WHAT IS EXPECTED: What follows is a block of records; restate each one word for word.

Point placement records
==================================================

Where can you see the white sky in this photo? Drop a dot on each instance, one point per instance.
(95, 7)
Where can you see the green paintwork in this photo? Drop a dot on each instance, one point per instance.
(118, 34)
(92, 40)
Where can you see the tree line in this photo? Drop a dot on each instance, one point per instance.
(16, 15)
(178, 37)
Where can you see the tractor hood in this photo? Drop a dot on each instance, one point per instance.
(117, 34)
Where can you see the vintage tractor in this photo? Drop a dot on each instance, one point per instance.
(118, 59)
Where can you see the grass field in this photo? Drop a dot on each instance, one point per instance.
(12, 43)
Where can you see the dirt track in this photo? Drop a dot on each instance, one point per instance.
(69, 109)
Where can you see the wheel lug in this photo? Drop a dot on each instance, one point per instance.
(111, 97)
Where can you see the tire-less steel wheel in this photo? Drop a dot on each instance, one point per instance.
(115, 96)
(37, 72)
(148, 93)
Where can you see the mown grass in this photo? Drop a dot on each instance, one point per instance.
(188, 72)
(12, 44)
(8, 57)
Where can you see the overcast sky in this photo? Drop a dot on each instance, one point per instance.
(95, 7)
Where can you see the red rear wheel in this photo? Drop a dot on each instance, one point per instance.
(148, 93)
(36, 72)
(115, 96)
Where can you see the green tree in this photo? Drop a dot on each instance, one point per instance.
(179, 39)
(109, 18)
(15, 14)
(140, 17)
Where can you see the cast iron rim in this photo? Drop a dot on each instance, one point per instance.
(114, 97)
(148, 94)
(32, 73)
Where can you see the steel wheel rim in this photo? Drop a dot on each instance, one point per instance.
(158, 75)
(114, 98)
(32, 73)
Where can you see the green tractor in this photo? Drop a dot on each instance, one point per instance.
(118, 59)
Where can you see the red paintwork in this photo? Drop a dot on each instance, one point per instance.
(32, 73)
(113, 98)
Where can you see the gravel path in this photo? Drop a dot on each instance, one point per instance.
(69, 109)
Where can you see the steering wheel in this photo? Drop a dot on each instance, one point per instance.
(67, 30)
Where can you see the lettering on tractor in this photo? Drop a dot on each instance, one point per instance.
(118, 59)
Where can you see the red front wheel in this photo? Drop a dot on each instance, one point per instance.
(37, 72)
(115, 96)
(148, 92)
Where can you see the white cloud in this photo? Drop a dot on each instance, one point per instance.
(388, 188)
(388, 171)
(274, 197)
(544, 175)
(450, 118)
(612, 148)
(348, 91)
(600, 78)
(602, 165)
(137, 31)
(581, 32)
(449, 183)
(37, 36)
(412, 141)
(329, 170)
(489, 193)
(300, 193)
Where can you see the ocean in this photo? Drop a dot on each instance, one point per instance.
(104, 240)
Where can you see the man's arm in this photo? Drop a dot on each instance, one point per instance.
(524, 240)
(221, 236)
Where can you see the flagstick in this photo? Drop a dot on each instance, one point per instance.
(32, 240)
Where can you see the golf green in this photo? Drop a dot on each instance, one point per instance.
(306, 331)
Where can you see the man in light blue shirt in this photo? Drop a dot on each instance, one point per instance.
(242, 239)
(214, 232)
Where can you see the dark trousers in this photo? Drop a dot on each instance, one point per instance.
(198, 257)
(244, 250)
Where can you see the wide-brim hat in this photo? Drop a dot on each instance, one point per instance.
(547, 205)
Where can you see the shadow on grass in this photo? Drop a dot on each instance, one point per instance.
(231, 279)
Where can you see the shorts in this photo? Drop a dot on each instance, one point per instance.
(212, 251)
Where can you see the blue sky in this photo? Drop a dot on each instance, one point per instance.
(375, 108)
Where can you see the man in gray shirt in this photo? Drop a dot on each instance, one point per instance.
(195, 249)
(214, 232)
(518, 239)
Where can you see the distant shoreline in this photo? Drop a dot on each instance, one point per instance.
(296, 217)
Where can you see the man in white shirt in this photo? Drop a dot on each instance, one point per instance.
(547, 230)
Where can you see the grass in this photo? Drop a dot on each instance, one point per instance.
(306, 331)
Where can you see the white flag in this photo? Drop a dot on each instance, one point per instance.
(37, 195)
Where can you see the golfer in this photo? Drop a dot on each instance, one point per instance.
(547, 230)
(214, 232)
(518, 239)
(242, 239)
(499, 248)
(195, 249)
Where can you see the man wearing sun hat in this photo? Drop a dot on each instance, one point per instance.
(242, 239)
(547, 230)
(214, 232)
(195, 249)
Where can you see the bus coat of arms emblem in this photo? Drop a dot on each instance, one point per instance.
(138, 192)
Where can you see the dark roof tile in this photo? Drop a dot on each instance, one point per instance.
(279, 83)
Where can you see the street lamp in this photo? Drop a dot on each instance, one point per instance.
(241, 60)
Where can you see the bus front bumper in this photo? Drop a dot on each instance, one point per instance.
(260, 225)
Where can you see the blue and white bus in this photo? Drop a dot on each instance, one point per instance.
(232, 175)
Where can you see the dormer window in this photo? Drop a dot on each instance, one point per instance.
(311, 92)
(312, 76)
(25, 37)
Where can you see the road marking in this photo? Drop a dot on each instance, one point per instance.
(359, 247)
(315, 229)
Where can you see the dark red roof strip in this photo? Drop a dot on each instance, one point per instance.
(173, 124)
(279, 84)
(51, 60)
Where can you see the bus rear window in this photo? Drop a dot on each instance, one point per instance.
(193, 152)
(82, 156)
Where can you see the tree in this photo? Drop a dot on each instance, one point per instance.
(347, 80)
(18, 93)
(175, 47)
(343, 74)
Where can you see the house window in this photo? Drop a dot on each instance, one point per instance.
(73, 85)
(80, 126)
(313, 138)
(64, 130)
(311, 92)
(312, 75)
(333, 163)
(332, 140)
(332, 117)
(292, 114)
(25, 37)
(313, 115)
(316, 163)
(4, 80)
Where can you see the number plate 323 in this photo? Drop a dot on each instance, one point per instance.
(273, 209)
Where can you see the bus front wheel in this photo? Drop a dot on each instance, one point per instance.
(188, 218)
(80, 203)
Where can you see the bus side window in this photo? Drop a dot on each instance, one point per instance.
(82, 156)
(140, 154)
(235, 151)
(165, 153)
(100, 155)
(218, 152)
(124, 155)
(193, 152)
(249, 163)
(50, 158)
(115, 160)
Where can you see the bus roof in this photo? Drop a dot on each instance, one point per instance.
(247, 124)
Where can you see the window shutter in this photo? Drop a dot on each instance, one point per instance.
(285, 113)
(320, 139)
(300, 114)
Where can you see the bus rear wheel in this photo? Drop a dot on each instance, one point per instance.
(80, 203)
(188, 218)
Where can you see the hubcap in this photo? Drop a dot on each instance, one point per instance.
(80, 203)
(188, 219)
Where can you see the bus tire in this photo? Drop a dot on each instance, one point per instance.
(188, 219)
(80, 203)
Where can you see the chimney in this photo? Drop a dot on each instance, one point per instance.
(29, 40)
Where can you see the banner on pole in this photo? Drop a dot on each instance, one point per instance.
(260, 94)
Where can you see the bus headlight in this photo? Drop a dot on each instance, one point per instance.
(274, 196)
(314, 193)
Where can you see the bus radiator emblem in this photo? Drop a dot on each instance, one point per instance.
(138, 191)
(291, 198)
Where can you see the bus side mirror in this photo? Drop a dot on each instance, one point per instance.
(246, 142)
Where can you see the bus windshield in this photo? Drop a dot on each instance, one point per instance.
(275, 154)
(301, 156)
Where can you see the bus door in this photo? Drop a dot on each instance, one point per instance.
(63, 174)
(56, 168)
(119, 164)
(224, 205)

==================================================

PROBLEM SOLUTION:
Where can you see the white sky in this photo? Drop a dot on each instance, one point per instance.
(95, 7)
Where can you see the green paintwork in this photo? Drop a dot on each instance, one point per instance.
(118, 34)
(92, 40)
Where can you see the tree line in this photo? Drop a dot on each instance, one point per instance.
(16, 15)
(178, 37)
Where can you see the tractor hood in this photo? Drop a dot on each instance, one point per instance.
(117, 34)
Where can you see the vintage tractor in this photo? Drop a dot on each instance, one point per instance.
(118, 59)
Where can you see the grass field in this photo? Drop a dot on each instance, one point per instance.
(12, 43)
Where can you see the dirt track in this photo? Drop a dot on each instance, one point per instance.
(69, 109)
Where can you see the wheel lug in this photo? Drop a dot on each instance, one point per instance.
(111, 97)
Where can you see the tire-less steel wheel in this photo? Drop a dot on each instance, one point per instance.
(115, 96)
(37, 72)
(148, 93)
Where can you see the mown grass in this photo? Drop a dot on each instance, one point per instance.
(188, 72)
(12, 44)
(8, 57)
Where can you see the overcast sky in this photo? Drop a dot on each instance, one point per instance.
(95, 7)
Where can you see the red rear wheel in this photo? Drop a dot on each instance, one point per instance.
(148, 93)
(36, 72)
(115, 96)
Where can you see the green tree in this photo? Drop a dot on each instance, one point per instance.
(179, 39)
(109, 18)
(15, 14)
(140, 17)
Where can you see the cast iron rim in this photo? Drop a dot on each instance, one point per instance.
(114, 97)
(148, 94)
(32, 73)
Where can you see the steel wheel rim in this photo? Drop a dot on each instance, one point per instance.
(158, 75)
(114, 98)
(32, 73)
Where can you see the green tractor in this photo? Drop a dot on each instance, one point per instance.
(118, 59)
Where can you see the red paintwork in this photo? Drop a dot on each instance, one point per instance.
(32, 73)
(113, 98)
Where can you see the gravel path in this photo? Drop a dot on each instance, one point per instance.
(69, 109)
Where can you see the steering wheel in this photo? Drop a dot on each instance, one point per instance.
(67, 30)
Where can you see the lettering on tractor in this photo? Drop a dot on each instance, one point per instance.
(118, 59)
Where can you see the red front wheel in this photo? Drop a dot on each instance, one point per instance.
(37, 72)
(115, 96)
(148, 92)
Where can you see the white cloud in this photo? Drop a dot on each instance, one point per instance.
(388, 188)
(388, 171)
(274, 197)
(544, 175)
(450, 118)
(612, 148)
(348, 91)
(600, 78)
(602, 165)
(137, 31)
(581, 32)
(449, 183)
(37, 36)
(412, 141)
(329, 170)
(489, 193)
(300, 193)
Where can you see the ocean in this photo? Drop a dot on each instance, one point per instance.
(104, 240)
Where can you see the man's arm in this photo? Drop a dot on each instance, one point per instance.
(524, 240)
(221, 236)
Where can you see the flagstick in this photo? Drop a dot on each instance, one point per instance.
(32, 240)
Where can you see the golf green in this photo? Drop a dot on each instance, one point per instance.
(306, 331)
Where can you see the man in light blue shirt in this photo? Drop a dot on each instance, one point per instance.
(242, 239)
(214, 232)
Where can you see the dark trousers in this photo? Drop a dot on each instance, one point per instance.
(198, 257)
(244, 250)
Where can you see the wide-brim hat in this photo? Drop a dot on each instance, one point per instance.
(547, 205)
Where can you see the shadow on grass in this photo? Drop a dot on each instance, one point per instance.
(231, 279)
Where can you see the shorts in this photo? Drop a dot on each instance, one point per instance.
(212, 251)
Where can you see the blue sky in this photo? Drop a dot on each instance, one point per instance.
(375, 108)
Where can you see the man in gray shirt in this photo? Drop a dot on each instance, one point per instance.
(195, 249)
(214, 232)
(518, 239)
Where can you see the distant shoreline in this photo? Drop a dot on each instance, one point per instance.
(296, 217)
Where can you see the man in white shirt in this photo? Drop a dot on each instance, one point per instance.
(547, 230)
Where can you see the grass in this photo? Drop a dot on each instance, one point per instance.
(306, 331)
Where can you see the white flag in this photo? Drop a dot on each instance, one point per instance.
(37, 195)
Where can you see the golfer in this photo? Drop a dot on each instance, one point per instance.
(547, 230)
(214, 232)
(518, 239)
(242, 239)
(499, 248)
(195, 249)
Where can you see the man wearing sun hat in this photo? Drop a dot on each instance, one point per instance.
(242, 239)
(547, 230)
(214, 232)
(195, 249)
Where can you see the bus coat of arms emblem in this photo? Drop a dot on each instance, one point per instance.
(138, 192)
Where can you see the dark roof tile in this photo? Drop a dot on each instance, one point per instance.
(279, 83)
Where can you see the street lamp in this photo? Drop a dot on each instance, one point per instance.
(241, 60)
Where can you see the bus front bumper in this photo? Drop a dot on each instance, one point per instance.
(260, 225)
Where can you see the blue and white bus in this photo? Drop a dot on each instance, one point per instance.
(232, 175)
Where can you see the dormer window in this photo? Drop a dot on each instance, one point per instance.
(311, 92)
(312, 76)
(25, 37)
Where can you see the road marking in this photo? Drop a dot on each instance, one point per instance.
(359, 247)
(315, 229)
Where can you see the dark red roof strip in this photo? Drop a dot on each instance, one point per instance.
(173, 124)
(279, 84)
(51, 60)
Where can you see the bus rear window in this photo? Drop a dot on each instance, one point per instance.
(193, 152)
(82, 156)
Where can you see the tree in this photo? Drop a dot on each instance, one point per instance.
(347, 80)
(18, 93)
(175, 47)
(343, 74)
Where can you see the house window in this photo? Drop a dot on each instance, one point per instance.
(73, 85)
(80, 126)
(313, 138)
(64, 130)
(311, 92)
(312, 75)
(333, 163)
(332, 140)
(332, 117)
(292, 114)
(25, 37)
(313, 115)
(316, 163)
(4, 80)
Where can you see the number plate 323 in this photo? Drop a dot on each instance, one point per instance.
(273, 209)
Where can you see the bus front wheel in this photo? Drop a dot on each instance, one point per instance.
(188, 218)
(80, 203)
Where can you see the bus side window in this photo? Drop a dot on each instance, one point per instance.
(82, 156)
(140, 154)
(235, 151)
(165, 153)
(100, 155)
(218, 152)
(124, 155)
(193, 152)
(249, 163)
(50, 158)
(115, 160)
Where can you see the bus roof in this photo? Drop a dot on each instance, one point per instance.
(247, 124)
Where can you see the window shutter in this photo? Drop a dot on each instance, one point per instance.
(285, 113)
(320, 139)
(300, 114)
Where can you see the bus rear wheel in this photo? Drop a dot on each instance, one point per instance.
(80, 203)
(188, 218)
Where can you see the hubcap in this photo? Drop a dot on each instance, one point per instance.
(80, 203)
(188, 219)
Where can you see the bus tire in this photo? Drop a dot on each instance, one point per instance.
(188, 219)
(80, 203)
Where can you see the chimney in this photo? Drop a dot on each instance, one point per instance.
(29, 40)
Where can you see the banner on pole in this photo? Drop a dot on each instance, one point per instance.
(260, 94)
Where can you see the bus headlight in this photo? Drop a dot on each instance, one point per instance.
(274, 196)
(314, 193)
Where can you see the bus radiator emblem in this photo? Drop a dot on each instance, one point per instance.
(138, 191)
(291, 198)
Where can you see the bus side mirror in this photo? Drop a dot on each instance, one point per instance.
(246, 142)
Where can you see the bus windshield in this photo? Drop a dot on each instance, one point per instance.
(275, 154)
(301, 156)
Where can you see the bus door in this photo? Drop a dot on each instance, one point per instance.
(63, 174)
(56, 168)
(119, 164)
(224, 205)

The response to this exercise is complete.